Zu erledigende Aufgaben:
[A] Gib den Abschnitt des Textauszugs, der mit den Worten „Im Jahr 2015“ beginnt und mit „Öffnung für sich?“ endet, noch einmal wieder und ersetze darin „Argentinien“ durch „Chile“.
[B] Erkläre anhand des Textauszugs in ein bis drei Sätzen, weshalb sich im Jahr 2015 die Bewegung Ni una menos bildete.
[C] Prüfe, ob die folgenden Aussagen mit dem Textauszug übereinstimmen, und belege jede Antwort mit „ja“ oder „nein“ sowie den ausschlaggebenden Worten im genauen Wortlaut: (i) Die Bewegung Ni una menos entstand im Jahr 2015. (ii) Präsident Mauricio Macri sprach sich für die Legalisierung der Abtreibung aus. (iii) Die Kampagne für Legalisierung ist erst vor Kurzem entstanden.

Textauszug:
+-------+
Im Jahr 2015 entwickelte sich die Bewegung Ni una menos (Nicht eine Frau weniger!) als Antwort auf die brutalen Frauenmorde (Femizide) und die sexualisierte Gewalt in Argentinien. Sie wuchs innerhalb kürzester Zeit zu einer Massenbewegung heran und mobilisierte mehrmals Demonstrationen mit mehreren hunderttausend Teilnehmenden.
Video: #NiUnaMenos
Es wurde deutlich, dass Frauen, vor allem junge Frauen, bereit sind, gegen Gewalt zu kämpfen und Frauenrechte in den gesellschaftlichen Mittelpunkt zu rücken. Die #metoo-Bewegung trug ihrerseits dazu bei, diese Fragen international ins Rampenlicht zu bringen. Nach mehreren Jahren massiver feministischer Demonstrationen konnten diese Fragen in der argentinischen Gesellschaft nicht mehr ignoriert werden.
Und wie nutzte die Frauenbewegung diese Öffnung für sich?
Die Frauenbewegung beschloss, diese Gelegenheit zu nutzen, um die Forderung nach Legalisierung der Abtreibung voranzubringen. Die Kampagne für Legalisierung gibt es schon lange. Aber dieses Mal hatten wir das Ziel, eine Parlamentsdebatte zu erzwingen. Die massenhafte Unterstützung für die Gesetzesvorlage machte deutlich, dass die Gesellschaft mehrheitlich für die Legalisierung ist.
Und was waren die Reaktionen der Regierenden?
Der neoliberale Präsident Mauricio Macri gab dieses Jahr grünes Licht für eine parlamentarische Debatte, sprach sich aber selbst gegen die Legalisierung aus (Lies hier den marx21-Artikel »Mauricio Macri: Der Liebling des IWF«). Es gibt verschiedene Erklärungen für diesen Schritt. Möglicherweise wollte er damit von der ökonomischen Krise ablenken, oder in einer sensiblen Frage neue Anhängerinnen und Anhänger gewinnen: Er hätte das Zustandekommen eines bedeutenden Gesetzes sich selbst anrechnen können – wie es Cristina Kirchner mit der Gleichstellung der Ehe tat.
+-------+
Bereitgestellte Daten:
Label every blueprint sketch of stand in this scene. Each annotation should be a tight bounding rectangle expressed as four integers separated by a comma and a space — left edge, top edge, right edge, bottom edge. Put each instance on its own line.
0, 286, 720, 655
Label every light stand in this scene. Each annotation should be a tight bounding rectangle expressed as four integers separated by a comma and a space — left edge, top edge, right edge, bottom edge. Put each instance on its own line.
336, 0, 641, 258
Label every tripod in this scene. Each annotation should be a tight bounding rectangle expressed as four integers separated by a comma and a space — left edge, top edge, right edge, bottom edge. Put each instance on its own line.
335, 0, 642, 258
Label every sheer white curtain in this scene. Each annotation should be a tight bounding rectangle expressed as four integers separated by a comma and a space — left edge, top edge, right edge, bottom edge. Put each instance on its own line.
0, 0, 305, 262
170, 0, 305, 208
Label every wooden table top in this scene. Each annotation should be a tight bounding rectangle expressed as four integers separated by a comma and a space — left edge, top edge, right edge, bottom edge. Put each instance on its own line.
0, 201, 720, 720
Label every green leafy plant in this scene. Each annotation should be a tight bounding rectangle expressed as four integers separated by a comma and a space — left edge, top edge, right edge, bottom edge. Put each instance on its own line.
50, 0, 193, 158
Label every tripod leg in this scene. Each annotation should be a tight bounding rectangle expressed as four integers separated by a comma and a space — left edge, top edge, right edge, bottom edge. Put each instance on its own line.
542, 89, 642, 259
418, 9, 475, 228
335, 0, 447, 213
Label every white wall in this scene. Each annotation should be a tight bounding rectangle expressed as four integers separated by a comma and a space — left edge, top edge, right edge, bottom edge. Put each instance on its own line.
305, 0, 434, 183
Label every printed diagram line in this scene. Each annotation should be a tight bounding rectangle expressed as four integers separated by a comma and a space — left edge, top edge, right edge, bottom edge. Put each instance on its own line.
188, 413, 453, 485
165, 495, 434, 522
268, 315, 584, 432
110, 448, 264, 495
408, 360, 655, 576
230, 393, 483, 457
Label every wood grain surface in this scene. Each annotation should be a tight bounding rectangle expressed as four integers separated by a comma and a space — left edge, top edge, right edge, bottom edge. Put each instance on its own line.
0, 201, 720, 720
+-------+
Ergebnisse der Aufgaben:
[A]
Im Jahr 2015 entwickelte sich die Bewegung Ni una menos (Nicht eine Frau weniger!) als Antwort auf die brutalen Frauenmorde (Femizide) und die sexualisierte Gewalt in Chile. Sie wuchs innerhalb kürzester Zeit zu einer Massenbewegung heran und mobilisierte mehrmals Demonstrationen mit mehreren hunderttausend Teilnehmenden.
Video: #NiUnaMenos
Es wurde deutlich, dass Frauen, vor allem junge Frauen, bereit sind, gegen Gewalt zu kämpfen und Frauenrechte in den gesellschaftlichen Mittelpunkt zu rücken. Die #metoo-Bewegung trug ihrerseits dazu bei, diese Fragen international ins Rampenlicht zu bringen. Nach mehreren Jahren massiver feministischer Demonstrationen konnten diese Fragen in der argentinischen Gesellschaft nicht mehr ignoriert werden.
Und wie nutzte die Frauenbewegung diese Öffnung für sich?

[B] Die Bewegung Ni una menos entstand als Antwort auf die brutalen Frauenmorde (Femizide) und die sexualisierte Gewalt in Argentinien.

[C]
(i) Ja: „Im Jahr 2015 entwickelte sich die Bewegung Ni una menos“
(ii) Nein: „sprach sich aber selbst gegen die Legalisierung aus“
(iii) Nein: „Die Kampagne für Legalisierung gibt es schon lange.“